| REQUIRED ACTION |
Set out exactly every line of the entries below, starting at the line that holds "Sample output: [[366, 16]]" and stopping after the line that holds "Sample output: [[24, 325]]".

Stored records:
..........
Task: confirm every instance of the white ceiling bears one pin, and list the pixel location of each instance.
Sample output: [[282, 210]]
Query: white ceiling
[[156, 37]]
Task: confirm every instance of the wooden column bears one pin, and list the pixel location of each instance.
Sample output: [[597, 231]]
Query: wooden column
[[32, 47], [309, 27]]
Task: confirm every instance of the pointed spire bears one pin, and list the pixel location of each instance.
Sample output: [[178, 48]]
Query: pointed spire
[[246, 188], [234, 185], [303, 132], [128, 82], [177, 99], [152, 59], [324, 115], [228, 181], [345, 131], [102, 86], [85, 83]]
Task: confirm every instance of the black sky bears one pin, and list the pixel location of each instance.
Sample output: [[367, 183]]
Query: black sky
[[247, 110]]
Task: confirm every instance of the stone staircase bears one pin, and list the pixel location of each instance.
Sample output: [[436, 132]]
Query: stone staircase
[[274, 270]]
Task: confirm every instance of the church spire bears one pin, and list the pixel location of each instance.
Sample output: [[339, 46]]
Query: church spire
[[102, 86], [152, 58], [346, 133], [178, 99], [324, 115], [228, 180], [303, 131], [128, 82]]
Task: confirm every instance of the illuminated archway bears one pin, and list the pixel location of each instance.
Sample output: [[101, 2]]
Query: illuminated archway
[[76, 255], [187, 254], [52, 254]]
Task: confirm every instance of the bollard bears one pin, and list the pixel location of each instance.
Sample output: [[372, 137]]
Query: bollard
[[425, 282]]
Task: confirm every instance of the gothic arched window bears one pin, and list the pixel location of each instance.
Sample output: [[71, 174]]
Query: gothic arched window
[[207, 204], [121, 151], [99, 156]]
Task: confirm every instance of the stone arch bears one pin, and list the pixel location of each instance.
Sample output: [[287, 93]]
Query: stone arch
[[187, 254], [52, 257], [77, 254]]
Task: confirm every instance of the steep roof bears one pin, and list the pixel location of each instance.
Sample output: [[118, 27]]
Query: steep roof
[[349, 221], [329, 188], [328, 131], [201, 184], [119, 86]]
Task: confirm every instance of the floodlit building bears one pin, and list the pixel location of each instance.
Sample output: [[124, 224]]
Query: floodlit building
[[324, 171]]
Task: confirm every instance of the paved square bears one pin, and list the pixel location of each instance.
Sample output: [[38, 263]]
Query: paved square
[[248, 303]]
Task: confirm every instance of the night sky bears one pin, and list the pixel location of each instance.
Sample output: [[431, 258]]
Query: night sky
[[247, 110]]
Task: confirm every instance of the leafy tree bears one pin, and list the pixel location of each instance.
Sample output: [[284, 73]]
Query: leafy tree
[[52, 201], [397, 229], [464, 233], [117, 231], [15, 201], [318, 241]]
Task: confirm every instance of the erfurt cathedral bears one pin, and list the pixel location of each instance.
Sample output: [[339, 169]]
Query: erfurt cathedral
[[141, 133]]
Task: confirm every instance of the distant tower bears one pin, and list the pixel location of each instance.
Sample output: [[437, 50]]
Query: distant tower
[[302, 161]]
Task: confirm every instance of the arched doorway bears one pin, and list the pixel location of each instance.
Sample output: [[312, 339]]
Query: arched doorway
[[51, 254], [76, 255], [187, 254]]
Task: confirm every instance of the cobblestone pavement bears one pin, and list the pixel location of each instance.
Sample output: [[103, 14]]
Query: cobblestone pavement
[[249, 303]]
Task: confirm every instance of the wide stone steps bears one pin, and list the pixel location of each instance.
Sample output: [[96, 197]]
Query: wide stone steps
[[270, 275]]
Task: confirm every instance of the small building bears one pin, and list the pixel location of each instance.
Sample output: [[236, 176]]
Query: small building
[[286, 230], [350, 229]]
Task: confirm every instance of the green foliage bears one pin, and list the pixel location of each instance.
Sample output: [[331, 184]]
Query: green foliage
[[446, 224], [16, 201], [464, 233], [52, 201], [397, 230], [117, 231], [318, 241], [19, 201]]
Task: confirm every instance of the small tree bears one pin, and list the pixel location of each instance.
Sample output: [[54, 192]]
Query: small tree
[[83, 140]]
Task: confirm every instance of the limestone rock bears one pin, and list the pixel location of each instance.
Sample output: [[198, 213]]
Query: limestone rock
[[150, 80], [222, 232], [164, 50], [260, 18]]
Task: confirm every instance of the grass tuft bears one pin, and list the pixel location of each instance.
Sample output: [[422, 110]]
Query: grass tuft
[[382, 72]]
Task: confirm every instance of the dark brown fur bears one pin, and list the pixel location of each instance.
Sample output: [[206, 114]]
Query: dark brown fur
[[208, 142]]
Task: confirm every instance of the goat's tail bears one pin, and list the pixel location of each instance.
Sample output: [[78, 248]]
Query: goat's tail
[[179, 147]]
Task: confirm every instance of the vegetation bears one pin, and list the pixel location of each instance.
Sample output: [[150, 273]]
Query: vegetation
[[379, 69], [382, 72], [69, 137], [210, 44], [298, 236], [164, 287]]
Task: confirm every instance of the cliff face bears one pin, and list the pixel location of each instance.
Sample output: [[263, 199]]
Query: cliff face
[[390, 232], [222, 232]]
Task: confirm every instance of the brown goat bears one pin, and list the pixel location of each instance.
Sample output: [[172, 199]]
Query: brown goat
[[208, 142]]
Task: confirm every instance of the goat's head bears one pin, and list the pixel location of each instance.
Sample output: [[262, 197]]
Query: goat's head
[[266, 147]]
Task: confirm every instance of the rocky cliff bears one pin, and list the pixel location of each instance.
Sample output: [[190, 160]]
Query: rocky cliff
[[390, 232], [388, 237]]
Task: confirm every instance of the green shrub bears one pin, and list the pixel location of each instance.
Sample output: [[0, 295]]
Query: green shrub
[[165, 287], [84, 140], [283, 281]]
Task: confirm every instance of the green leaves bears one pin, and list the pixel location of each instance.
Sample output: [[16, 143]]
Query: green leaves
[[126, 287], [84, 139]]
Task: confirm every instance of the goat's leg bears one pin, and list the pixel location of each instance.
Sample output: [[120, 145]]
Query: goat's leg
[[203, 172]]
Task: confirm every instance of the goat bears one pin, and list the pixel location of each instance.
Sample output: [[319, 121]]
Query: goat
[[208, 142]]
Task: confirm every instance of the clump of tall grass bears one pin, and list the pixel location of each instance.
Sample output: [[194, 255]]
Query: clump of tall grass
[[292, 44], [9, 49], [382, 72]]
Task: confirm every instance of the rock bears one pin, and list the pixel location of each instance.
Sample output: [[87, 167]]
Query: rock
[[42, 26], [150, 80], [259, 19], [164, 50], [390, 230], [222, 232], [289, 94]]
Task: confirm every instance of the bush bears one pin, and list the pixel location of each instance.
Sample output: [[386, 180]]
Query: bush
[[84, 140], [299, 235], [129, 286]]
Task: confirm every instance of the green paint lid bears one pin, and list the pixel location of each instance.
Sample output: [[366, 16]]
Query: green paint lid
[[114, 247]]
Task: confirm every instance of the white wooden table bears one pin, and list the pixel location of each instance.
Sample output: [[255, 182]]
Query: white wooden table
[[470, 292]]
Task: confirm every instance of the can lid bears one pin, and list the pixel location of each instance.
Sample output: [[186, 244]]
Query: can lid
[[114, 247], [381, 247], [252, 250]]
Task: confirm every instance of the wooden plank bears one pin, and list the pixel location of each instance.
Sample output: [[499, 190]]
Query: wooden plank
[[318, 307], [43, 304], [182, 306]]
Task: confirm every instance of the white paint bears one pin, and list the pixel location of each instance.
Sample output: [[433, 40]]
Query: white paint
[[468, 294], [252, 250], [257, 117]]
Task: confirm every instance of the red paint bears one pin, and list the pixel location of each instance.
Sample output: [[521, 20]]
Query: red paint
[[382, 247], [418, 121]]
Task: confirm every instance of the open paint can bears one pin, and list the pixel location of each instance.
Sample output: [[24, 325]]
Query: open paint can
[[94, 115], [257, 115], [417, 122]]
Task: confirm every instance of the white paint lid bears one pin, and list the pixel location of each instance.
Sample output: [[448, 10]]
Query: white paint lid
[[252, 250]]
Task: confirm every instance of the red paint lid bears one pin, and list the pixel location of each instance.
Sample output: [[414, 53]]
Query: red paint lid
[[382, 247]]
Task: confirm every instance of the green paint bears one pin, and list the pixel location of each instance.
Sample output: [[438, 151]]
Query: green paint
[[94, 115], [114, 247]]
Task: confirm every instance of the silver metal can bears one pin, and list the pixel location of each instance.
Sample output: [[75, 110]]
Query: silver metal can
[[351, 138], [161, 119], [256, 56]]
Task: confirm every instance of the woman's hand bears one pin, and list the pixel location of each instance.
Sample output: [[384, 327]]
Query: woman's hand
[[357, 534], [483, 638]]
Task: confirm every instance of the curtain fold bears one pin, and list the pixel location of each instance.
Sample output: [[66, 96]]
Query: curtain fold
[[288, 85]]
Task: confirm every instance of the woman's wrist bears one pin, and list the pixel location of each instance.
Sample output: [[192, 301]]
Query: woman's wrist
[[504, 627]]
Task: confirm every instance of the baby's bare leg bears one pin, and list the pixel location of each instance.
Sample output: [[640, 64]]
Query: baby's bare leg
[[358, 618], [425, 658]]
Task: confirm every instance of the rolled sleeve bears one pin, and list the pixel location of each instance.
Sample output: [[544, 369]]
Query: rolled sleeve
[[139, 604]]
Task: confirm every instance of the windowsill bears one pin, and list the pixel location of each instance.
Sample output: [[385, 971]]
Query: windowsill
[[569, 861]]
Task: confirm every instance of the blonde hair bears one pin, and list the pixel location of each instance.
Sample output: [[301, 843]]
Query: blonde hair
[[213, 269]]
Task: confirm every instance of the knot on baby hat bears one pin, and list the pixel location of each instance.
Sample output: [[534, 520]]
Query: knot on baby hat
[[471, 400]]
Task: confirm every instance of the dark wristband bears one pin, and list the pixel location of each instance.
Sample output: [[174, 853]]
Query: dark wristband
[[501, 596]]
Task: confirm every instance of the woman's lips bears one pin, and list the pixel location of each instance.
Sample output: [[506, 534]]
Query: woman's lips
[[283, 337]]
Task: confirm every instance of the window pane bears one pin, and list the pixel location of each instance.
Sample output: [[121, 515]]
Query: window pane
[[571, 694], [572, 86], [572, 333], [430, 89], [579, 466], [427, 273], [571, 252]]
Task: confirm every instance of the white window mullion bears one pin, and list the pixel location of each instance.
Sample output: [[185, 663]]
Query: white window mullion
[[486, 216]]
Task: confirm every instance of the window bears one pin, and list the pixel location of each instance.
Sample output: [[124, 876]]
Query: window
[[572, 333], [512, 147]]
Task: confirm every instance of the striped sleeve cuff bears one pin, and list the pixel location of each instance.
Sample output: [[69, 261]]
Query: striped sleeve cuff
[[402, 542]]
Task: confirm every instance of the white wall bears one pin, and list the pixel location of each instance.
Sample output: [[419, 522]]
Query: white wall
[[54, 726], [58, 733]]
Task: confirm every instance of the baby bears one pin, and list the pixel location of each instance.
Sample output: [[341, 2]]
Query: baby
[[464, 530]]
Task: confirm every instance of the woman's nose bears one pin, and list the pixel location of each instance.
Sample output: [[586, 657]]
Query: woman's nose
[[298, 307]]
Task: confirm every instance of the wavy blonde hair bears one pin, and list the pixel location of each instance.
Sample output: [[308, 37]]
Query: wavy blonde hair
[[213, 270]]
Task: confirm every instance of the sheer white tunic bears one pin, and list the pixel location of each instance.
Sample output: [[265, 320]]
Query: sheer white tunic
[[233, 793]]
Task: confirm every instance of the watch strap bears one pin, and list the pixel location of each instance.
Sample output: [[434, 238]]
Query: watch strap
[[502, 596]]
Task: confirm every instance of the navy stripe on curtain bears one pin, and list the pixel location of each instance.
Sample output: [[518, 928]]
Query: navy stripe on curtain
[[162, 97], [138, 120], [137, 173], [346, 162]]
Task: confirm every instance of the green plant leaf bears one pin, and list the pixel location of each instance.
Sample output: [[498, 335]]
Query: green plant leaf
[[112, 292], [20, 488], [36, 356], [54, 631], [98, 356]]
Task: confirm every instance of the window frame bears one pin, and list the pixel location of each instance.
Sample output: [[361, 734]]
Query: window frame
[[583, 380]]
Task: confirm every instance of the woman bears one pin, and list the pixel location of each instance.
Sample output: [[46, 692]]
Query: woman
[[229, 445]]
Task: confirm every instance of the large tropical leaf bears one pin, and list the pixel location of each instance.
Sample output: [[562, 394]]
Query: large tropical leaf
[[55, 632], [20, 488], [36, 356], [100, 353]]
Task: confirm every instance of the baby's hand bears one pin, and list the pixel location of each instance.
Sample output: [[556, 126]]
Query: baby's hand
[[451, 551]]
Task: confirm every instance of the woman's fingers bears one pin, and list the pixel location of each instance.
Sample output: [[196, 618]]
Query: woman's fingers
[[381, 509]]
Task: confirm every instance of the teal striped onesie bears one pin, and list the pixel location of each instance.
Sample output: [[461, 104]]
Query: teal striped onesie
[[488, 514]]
..........
| REPLY TO THE EXERCISE |
Sample output: [[366, 16]]
Query: green paint lid
[[114, 247]]
Task: confirm every instance of the white wooden table bears one pin, and list the pixel location of each instance.
Sample output: [[255, 182]]
Query: white wooden table
[[470, 292]]
Task: confirm every instance of the can lid bears one pin, and list the pixel location of each instance.
Sample output: [[186, 244]]
Query: can lid
[[114, 247], [381, 247], [252, 250]]
Task: confirm every instance of the wooden plank bears one pin, and list the pixel location of each instance.
Sample output: [[499, 190]]
Query: wooden plank
[[318, 307], [43, 304], [182, 306]]
Task: confirm every instance of the white paint bears one pin, and list the pixel location of each instance.
Sample output: [[433, 40]]
Query: white paint
[[468, 294], [252, 250], [257, 117]]
Task: confirm every instance of the red paint bears one pin, and list the pixel location of each instance.
Sample output: [[521, 20]]
Query: red paint
[[382, 247], [418, 121]]
Task: confirm every instance of the open paint can bears one pin, and list the pixel location of each instance.
Sample output: [[24, 325]]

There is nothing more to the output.